### Exercise objective
Each line of the data below should be repeated exactly.
══ Source material ══
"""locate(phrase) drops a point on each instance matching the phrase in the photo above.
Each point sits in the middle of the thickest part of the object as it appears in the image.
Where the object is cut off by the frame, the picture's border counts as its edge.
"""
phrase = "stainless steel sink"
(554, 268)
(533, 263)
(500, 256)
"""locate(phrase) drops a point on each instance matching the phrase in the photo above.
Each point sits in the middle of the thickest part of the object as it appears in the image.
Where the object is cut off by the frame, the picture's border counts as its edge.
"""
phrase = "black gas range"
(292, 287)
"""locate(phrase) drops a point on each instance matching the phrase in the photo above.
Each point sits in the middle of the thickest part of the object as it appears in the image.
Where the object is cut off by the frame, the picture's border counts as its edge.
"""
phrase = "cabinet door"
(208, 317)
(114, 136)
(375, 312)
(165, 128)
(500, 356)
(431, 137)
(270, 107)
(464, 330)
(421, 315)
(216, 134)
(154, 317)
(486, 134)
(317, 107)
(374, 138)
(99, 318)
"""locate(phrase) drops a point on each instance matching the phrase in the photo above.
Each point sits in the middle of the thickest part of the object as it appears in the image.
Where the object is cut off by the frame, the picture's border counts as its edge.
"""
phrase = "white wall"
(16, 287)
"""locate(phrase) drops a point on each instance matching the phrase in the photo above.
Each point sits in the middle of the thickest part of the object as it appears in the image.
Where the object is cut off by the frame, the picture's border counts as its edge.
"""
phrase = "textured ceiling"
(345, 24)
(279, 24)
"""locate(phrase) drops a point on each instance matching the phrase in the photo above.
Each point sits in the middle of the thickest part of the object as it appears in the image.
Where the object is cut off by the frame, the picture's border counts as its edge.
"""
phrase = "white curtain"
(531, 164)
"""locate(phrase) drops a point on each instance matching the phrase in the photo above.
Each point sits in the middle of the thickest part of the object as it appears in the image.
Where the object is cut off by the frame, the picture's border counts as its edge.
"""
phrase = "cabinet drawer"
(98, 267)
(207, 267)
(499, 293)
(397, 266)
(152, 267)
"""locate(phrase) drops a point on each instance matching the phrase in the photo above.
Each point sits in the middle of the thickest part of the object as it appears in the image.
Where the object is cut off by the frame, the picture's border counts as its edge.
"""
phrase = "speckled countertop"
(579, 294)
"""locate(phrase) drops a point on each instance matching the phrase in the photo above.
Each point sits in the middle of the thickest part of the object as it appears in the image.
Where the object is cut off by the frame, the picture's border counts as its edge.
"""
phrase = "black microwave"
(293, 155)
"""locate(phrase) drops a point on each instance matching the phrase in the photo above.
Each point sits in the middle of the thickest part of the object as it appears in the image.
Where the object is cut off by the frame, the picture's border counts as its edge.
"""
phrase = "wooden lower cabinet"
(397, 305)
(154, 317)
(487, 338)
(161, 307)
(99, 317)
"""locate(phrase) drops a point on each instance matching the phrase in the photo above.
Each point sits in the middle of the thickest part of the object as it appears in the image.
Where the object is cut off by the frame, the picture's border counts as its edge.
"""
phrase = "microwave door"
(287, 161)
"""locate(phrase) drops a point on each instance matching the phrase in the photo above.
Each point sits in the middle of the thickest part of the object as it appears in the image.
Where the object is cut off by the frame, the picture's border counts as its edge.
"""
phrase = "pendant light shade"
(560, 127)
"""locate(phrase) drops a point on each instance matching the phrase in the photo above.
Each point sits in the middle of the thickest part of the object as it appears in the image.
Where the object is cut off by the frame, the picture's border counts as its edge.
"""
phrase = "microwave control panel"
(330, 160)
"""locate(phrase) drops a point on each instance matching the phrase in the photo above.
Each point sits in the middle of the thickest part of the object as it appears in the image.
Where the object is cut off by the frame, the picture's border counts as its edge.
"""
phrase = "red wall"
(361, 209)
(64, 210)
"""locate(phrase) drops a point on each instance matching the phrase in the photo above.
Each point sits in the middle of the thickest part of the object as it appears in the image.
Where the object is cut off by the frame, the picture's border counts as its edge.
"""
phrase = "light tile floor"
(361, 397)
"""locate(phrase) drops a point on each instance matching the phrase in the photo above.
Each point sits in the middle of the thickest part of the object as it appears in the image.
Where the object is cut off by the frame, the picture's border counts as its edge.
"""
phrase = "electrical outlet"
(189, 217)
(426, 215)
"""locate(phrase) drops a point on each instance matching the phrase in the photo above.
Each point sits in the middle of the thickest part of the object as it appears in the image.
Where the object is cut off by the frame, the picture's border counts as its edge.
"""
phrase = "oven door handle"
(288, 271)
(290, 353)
═══
### Output for this task
"""locate(phrase) drops a point on each instance matching the phrase in the photo above.
Each point sits in the middle of the thickest part of the object as it appears in the image.
Where the object is cut off by the frame, the picture's border counts as its edge.
"""
phrase = "stainless steel sink"
(554, 268)
(533, 263)
(500, 256)
"""locate(phrase) drops a point on each instance matching the phrase in the photo above.
Each point sits in the middle of the thickest part of the object as it appears in the image.
Where the object is cut off by the frame, the picture's border counts as its edge.
"""
phrase = "black gas range"
(292, 287)
"""locate(phrase) drops a point on each instance matching the phrase in the photo above.
Each point sits in the middle of the thickest part of the object as it appears in the image.
Where the object is cut off by the frame, the picture's border counts as its edge.
"""
phrase = "cabinet door"
(208, 317)
(114, 136)
(375, 312)
(165, 128)
(500, 356)
(431, 137)
(270, 107)
(464, 330)
(421, 315)
(216, 134)
(154, 317)
(486, 134)
(317, 107)
(374, 138)
(99, 318)
"""locate(phrase) drops a point on each instance matching the phrase in the photo above.
Each point sits in the middle of the thickest part of the object as it appears in the image.
Where the object is cut off by the frame, the picture's border counts as its edge.
"""
phrase = "white wall"
(16, 287)
"""locate(phrase) drops a point on each instance matching the phrase in the photo above.
Each point sits in the middle of the thickest part of the object as it appears in the image.
Where the object is cut off by the frame, the picture's border counts as its edge.
"""
phrase = "textured ceiling"
(345, 24)
(279, 24)
"""locate(phrase) drops a point on each instance matching the phrase in the photo above.
Each point sits in the middle of the thickest part of the object as it appears in the image.
Where the object is cut off by the frame, the picture's border counts as its edge.
"""
phrase = "white curtain"
(531, 164)
"""locate(phrase) drops a point on each instance matching the phrase in the photo above.
Each point sits in the middle of the thickest part of the object as it appears in the image.
Where the object is cut off by the frame, the picture's border counts as its edge.
"""
phrase = "cabinet drawer"
(98, 267)
(207, 267)
(499, 293)
(397, 266)
(152, 267)
"""locate(phrase) drops a point on each instance matching the phrase in the photo above.
Each point sits in the middle of the thickest part of the object as it appears in the image.
Where the object is cut off by the frame, the picture's border counts as its edge.
"""
phrase = "speckled countertop"
(579, 294)
"""locate(phrase) drops a point on each instance matching the phrase in the photo above.
Each point sits in the middle of the thickest part of the object as it appears in the image.
Where the object is cut off by the frame, the picture's border counts as its edge.
"""
phrase = "black microwave"
(293, 155)
"""locate(phrase) drops a point on each instance matching the phrase in the photo above.
Each point sits in the middle of the thickest part of the object as it appears in the image.
Where the object is cut off by the frame, the picture's border counts as its edge.
"""
phrase = "wooden lower cabinet"
(397, 305)
(154, 317)
(487, 338)
(161, 307)
(99, 317)
"""locate(phrase) drops a point on each instance matching the phrase in the photo above.
Each point sits in the middle of the thickest part of the object as it appears in the image.
Where the object is cut off by the frame, the picture's border counts as its edge.
"""
phrase = "microwave door"
(287, 161)
"""locate(phrase) drops a point on each instance matching the phrase in the photo above.
Each point sits in the middle of the thickest part of the object as it appears in the image.
Where the object is cut off by the frame, the picture's border counts as its edge.
"""
phrase = "pendant light shade"
(560, 127)
"""locate(phrase) drops a point on each instance matching the phrase in the photo above.
Each point sits in the middle of the thickest part of the object as it appears in the image.
Where the object is cut off by the frame, the picture's border counts as its edge.
"""
phrase = "microwave control panel"
(330, 160)
"""locate(phrase) drops a point on each instance matching the phrase in the photo above.
Each point sits in the middle of the thickest part of the object as it appears in the image.
Where the object is cut off by the frame, the picture's border counts as its edge.
"""
phrase = "red wall"
(361, 209)
(64, 210)
"""locate(phrase) drops a point on each instance matching the phrase in the photo above.
Each point sits in the middle of the thickest part of the object as it appears in the image.
Where the object is cut off by the frame, the picture's border counts as its edge.
"""
phrase = "light tile floor"
(361, 397)
"""locate(phrase) drops a point on each instance matching the phrase in the photo above.
Each point sits in the middle of the thickest part of the object as it appears in the image.
Where the object is cut off by the frame, the picture's border counts as its edge.
"""
phrase = "electrical outlet"
(189, 217)
(426, 215)
"""locate(phrase) drops a point on each instance matching the phrase in the photo above.
Each point sits in the middle of the thickest part of the object as it appears in the image.
Where the object is cut off by the frame, the picture's border counts as its edge.
"""
phrase = "oven door handle"
(288, 271)
(290, 353)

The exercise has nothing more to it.